**Work item**: The reply should consist of the full listing, repeated word for word.
+-------+
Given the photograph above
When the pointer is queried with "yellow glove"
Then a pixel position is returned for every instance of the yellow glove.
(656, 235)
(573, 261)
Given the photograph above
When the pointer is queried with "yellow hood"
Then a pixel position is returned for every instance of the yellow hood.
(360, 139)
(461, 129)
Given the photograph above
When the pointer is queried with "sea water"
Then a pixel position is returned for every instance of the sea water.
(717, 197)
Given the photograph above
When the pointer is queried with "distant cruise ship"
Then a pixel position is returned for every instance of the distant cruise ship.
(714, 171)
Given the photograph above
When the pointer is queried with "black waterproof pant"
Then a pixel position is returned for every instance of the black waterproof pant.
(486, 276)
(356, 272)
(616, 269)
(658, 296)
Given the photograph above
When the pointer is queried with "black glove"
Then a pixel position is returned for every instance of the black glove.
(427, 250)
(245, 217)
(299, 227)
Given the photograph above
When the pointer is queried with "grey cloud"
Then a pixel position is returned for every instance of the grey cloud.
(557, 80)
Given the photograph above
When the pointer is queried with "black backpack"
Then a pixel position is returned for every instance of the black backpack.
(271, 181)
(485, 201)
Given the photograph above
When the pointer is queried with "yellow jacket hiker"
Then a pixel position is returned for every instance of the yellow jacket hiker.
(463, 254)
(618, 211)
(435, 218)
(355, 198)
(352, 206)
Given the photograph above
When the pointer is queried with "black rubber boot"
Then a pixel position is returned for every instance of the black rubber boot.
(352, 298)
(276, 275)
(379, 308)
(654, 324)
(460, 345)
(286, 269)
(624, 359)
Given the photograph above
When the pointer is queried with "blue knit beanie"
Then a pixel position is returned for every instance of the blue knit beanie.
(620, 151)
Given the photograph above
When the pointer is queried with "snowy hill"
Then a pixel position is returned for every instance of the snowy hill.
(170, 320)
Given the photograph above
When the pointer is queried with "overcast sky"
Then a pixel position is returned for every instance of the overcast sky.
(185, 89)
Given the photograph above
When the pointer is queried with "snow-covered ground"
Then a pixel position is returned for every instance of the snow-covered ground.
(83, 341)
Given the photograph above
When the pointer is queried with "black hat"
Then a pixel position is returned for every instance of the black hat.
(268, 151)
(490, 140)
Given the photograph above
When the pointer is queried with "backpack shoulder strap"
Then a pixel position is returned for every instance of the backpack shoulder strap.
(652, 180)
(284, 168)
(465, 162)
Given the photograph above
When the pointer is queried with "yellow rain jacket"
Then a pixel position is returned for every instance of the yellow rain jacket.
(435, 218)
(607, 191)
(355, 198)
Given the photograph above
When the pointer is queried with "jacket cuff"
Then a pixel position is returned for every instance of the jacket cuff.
+-------+
**Output for this exercise**:
Given the photograph above
When the pointer is queried with "yellow glove"
Then a pixel position is returned for every instance of the yellow glove.
(656, 235)
(573, 261)
Given the photograph above
When the pointer is queried with "yellow hood"
Then a pixel position is returned for every instance of the yellow hood.
(360, 139)
(461, 129)
Given the photograph above
When the pointer is queried with "sea water"
Then a pixel position is returned for every instance of the sea water.
(717, 197)
Given the photograph above
When the pointer is queried with "distant cruise ship"
Then a pixel position is returned for every instance of the distant cruise ship.
(714, 171)
Given the photograph above
When the pointer is queried with "black waterproof pant"
Then a pixel position is returned for every instance of the black waterproof pant.
(486, 276)
(356, 272)
(616, 269)
(658, 296)
Given the photograph above
When the pointer is queried with "black glove"
Then a pixel position is returned for every instance of the black glove.
(427, 250)
(245, 217)
(299, 227)
Given the photograph above
When the pointer is queried with "grey cloud"
Then a pixel position is returned for every instance of the grey cloud.
(557, 80)
Given the photograph above
When the pointer is queried with "black backpack"
Then a pixel position is returned for every instance of the black backpack.
(271, 181)
(485, 201)
Given the photograph above
When the pointer is queried with "yellow jacket hiker"
Then a pixel position is returned for every instance of the yellow jacket hiker.
(463, 254)
(618, 211)
(435, 218)
(355, 198)
(352, 206)
Given the photograph above
When the pointer is queried with "black rubber boot"
Then a pixel position is returned for every instance of the black rubber boot.
(352, 298)
(276, 275)
(379, 308)
(654, 324)
(460, 345)
(286, 269)
(624, 359)
Given the photograph above
When the pointer is queried with "blue knit beanie"
Then a pixel position is returned for every instance of the blue knit beanie.
(620, 151)
Given the photograph above
When the pointer is queried with "snowy hill"
Then a pixel position is returned for every instance of the snowy hill.
(170, 320)
Given the photograph above
When the pointer is queried with "overcast sky"
Then a pixel position is returned for every instance of the overcast sky.
(185, 89)
Given the photograph above
When the pointer is queried with "snow-covered ground"
Then a pixel position is returned for every instance of the snow-covered ground.
(83, 341)
Given the photograph above
When the pointer is queried with "black hat"
Then a pixel position is returned for every instance of the black hat.
(268, 151)
(490, 140)
Given the photograph above
When the pointer is queried with "backpack shoulder strap"
Then a pixel position is returned for every instance of the backpack shoulder strap.
(652, 180)
(284, 168)
(465, 162)
Given the photograph above
When the pointer is queried with "yellow rain jacket"
Then a pixel position is returned for every instance of the yellow rain jacket.
(435, 218)
(607, 191)
(355, 198)
Given the photograph above
When the pointer is queried with "jacket cuff"
Then a pixel position is returned for every instance of the jacket cuff.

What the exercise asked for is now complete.